*** Opening EXTRACTED TEXT ***

Two miners found their exit blocked after the explosion.  At this point, one of these men, Frank Gonzales, saw a third miner, Arnold Kissinger, collapse.  Mr. Gonzales and the second miner, Joe Ponsella, next dragged Mr. Kissinger into a room where there wasn't much smoke and worked with him for about three hours, "After awhile, said Gonzales, when no one came to help us, we believed we would die.  I said my prayers but I was not scared." Rescue workers reached the three men five hours after the explosion.


Mine Disaster Claims Heavy Toll of Lives
Ada Evening News, Oklahoma
December 18, 1929

McAlester, OK., Dec. 18. -- (AP) -- Fifty-seven bodies had been recovered at noon today from the Old Town Coal Company’s mine at North McAlester, in which 62 miners were imprisoned yesterday by an explosion.  Search continued for additional bodies.

Miller D. Hay, state mine inspector, emerged from the mine today after working 13 hours with the rescue crews.  He said he and officials of the mining company had reached the conclusion that the explosion occurred in the ninth west entry at the foot of the slope and that its force centered near the seventh west entry.

Bodies taken from the west part of the mine were bruised and burned while those recovered from the east part showed evidence of suffocation by the after-damp which consumed oxygen in the mine immediately after the blast.

One hundred and twenty-five men were used in the rescue work yesterday and last night.  A fresh crew of 16 men descended into the mine at 7:30 a.m. today and eight more men went down at 9 a.m.
"The interior of the mine was a pitiful sight," said Hay.  "Bodies were found in all postures.  None of them showed signs of any death struggle.  Their expressions revealed they had gasped but once, then died.  Some of the bodies were wrapped around the upright props.  One was practically naked with a cable used in connection with his cap lamp wrapped five times about his arm."
The inspector said condition of the bodies found in the west entries showed there had been intense heat and flame in that side of the mine.  The bodies had been burned severely.  No two bodies were in like positions.  Hay said, some being sprawled about, some face downward, some face upward and others in sitting postures.  Expressions on their faces according to Hay, indicated they had met death instantly and before they could realize what had happened.

Fall of rock and the subsequent necessity of restoring ventilation, delayed entrance of rescue workers into the sixth and seventh west entries, Hay said.

Arnold Kissinger and Joe Ponsella two of three men who were taken from the mine late yesterday after being trapped five hours in their gas-filled prison, owe their lives, according to Hay, to a first aid team of the United States Bureau of Mines, which administered artificial respiration.  All three were much improved today and able to sit in chairs at their homes.  Frank Gonzales, the third man rescued alive, helped save Kissinger.

*** Closing EXTRACTED TEXT ***

■ **PROBLEMS AND TASKS**:
- A) Condense the paragraph of the mine disaster article that begins "Miller D. Hay, state mine inspector," keeping its main facts.
- B) Carry on the mine disaster article past its final sentence.

*** Opening RECORDS SUPPLIED ***

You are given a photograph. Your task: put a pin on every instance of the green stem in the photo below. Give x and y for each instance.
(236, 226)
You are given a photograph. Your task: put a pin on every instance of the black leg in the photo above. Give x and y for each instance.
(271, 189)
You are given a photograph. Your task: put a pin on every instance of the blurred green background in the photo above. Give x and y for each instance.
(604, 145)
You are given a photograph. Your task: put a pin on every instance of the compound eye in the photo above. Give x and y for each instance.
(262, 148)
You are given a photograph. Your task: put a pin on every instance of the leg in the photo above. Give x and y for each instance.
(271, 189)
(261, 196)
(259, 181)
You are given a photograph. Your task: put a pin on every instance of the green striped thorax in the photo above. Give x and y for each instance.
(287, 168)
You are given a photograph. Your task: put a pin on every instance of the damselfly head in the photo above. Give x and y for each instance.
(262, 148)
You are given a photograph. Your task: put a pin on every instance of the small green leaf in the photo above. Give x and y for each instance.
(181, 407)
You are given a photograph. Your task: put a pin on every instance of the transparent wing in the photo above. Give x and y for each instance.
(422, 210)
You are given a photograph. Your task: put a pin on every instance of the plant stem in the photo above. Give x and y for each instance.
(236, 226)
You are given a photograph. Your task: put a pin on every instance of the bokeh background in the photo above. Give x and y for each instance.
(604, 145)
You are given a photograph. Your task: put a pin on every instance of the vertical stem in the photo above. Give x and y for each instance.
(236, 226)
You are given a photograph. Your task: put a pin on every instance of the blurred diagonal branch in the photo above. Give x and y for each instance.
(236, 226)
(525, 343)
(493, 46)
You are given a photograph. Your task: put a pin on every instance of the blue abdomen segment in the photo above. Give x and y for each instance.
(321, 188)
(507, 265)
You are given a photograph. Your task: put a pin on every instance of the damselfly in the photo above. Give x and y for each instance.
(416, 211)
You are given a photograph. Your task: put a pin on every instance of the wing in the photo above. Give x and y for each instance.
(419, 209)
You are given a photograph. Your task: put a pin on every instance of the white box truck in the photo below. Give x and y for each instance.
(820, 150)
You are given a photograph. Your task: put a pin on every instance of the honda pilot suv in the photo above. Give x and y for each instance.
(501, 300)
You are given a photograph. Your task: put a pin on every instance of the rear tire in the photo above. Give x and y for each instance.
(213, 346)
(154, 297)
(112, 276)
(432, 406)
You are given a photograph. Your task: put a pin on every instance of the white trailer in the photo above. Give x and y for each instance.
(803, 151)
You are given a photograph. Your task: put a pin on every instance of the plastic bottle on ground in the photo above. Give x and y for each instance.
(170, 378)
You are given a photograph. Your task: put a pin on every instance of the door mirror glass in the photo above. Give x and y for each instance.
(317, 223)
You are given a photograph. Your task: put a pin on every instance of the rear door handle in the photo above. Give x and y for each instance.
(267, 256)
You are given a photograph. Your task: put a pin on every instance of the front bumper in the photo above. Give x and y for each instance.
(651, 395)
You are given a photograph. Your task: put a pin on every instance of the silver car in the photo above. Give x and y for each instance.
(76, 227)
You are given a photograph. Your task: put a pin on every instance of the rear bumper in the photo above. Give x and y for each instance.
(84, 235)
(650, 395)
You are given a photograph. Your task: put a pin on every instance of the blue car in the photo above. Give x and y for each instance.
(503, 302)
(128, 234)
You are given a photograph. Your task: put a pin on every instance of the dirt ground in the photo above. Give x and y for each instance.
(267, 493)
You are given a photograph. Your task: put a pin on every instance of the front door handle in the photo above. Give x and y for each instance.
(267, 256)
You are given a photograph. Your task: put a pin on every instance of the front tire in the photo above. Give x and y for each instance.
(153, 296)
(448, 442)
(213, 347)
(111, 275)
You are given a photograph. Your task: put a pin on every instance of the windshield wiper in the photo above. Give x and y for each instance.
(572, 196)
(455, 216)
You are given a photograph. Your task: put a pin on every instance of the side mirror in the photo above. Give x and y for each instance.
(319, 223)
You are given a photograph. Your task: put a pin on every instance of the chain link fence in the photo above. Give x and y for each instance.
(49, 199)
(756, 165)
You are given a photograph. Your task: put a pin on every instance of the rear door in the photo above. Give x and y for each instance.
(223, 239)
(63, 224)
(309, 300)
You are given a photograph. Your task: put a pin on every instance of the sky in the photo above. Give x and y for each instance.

*** Closing RECORDS SUPPLIED ***

■ **ANSWERS TO EACH TASK**:
- A) After 13 hours with the rescue crews, state mine inspector Miller D. Hay came out of the mine. He and the mining company officials concluded that the explosion happened in the ninth west entry at the foot of the slope, and that its force centered near the seventh west entry.

- B)
Gonzales, today, related his story of the disaster:
"I was working in the fifth east entry," he said, "when suddenly I saw smoke and felt a concussion.  The jar of the blast slightly dazed me but did not knock me down.  I tried to run up the slope when I met Kissinger.  He was coming back and said he had not been able to get through.

I went on, found I could not get out and came back, when I saw Joe Ponsella.  Kissinger was walking into smoke and dropped.  Joe and I picked him up and dragged him to room 9 where we saw there wasn't much smoke.

We began fanning him with a shirt and worked with him for about three hours.  Then I began to find myself slipping.  I was getting weak in the legs and there was a pain in my chest and a swelling in my tongue.  I thought someone would come to our rescue sooner or later.

Joe and I didn't talk.  We didn't feel like talking.  After awhile, when no one came to help us, we believed we would die.  I said my prayers but I was not scared."
Rescue workers reached the three men five hours after the explosion.

The bodies wrapped in sheets lay row on row on tables in two McAlester morgues.  Nine remained unidentified.  Some of the identifications were considered in doubt by undertakers because of conditions of the bodies and resulting confusion.

Funeral plans were held in abeyance, pending the completion of identifications.  They were in charge of the local American Legion and Red Cross organizations.

Only friends and relatives of miners not yet accounted for were permitted to view the bodies.  Undertakers said there were several cases of bodies of Mexicans and Negroes being identified as those of different persons.  In such cases residents of neighborhoods where the miners lived were summoned in an effort to clear up the identification.

The morgues were scenes of hysteria as widows and children sought the bodies of their husbands and fathers.  Two women made widows by the disaster became hysterical as they entered one morgue and had to be led out without finding the bodies of their husbands.

Mrs. C. V. Shuman, of St. Louis, field representative for the American Red Cross, arrived today to take charge of the relief work among the dead men's families.  The work had been started by the American Legion's emergency relief committee and the local Red Cross chapter.  A fund of $20,000 was being asked for relief purposes.

Mrs. Shuman said the present question was not one of food and shelter, most of the families being supplied for the time being.  The need, she said, is for money to care for subsequent requirements.  She is making investigations of the financial conditions of each family.


McAlester, Ok., Dec. 18. -- (AP) -- A total of 47 bodies had been recovered at 7 o'clock this morning from the Old Town Coal Company mine in North McAlester where yesterday 62 miners were trapped by an explosion in one of the lower levels.

Six of these bodies were unidentified.  The bodies of the 47 men were in two McAlester Morgues.  Twenty-six identified and two unidentified were in one undertaking parlor and 15 identified and four unidentified were in another.

The bodies of the two men were recovered just before daylight from the seventh west entry of the mine by rescue workers who had toiled ceaselessly since 10 o'clock yesterday morning.  The two bodies were bruised and burned to such an extent that identification was difficult.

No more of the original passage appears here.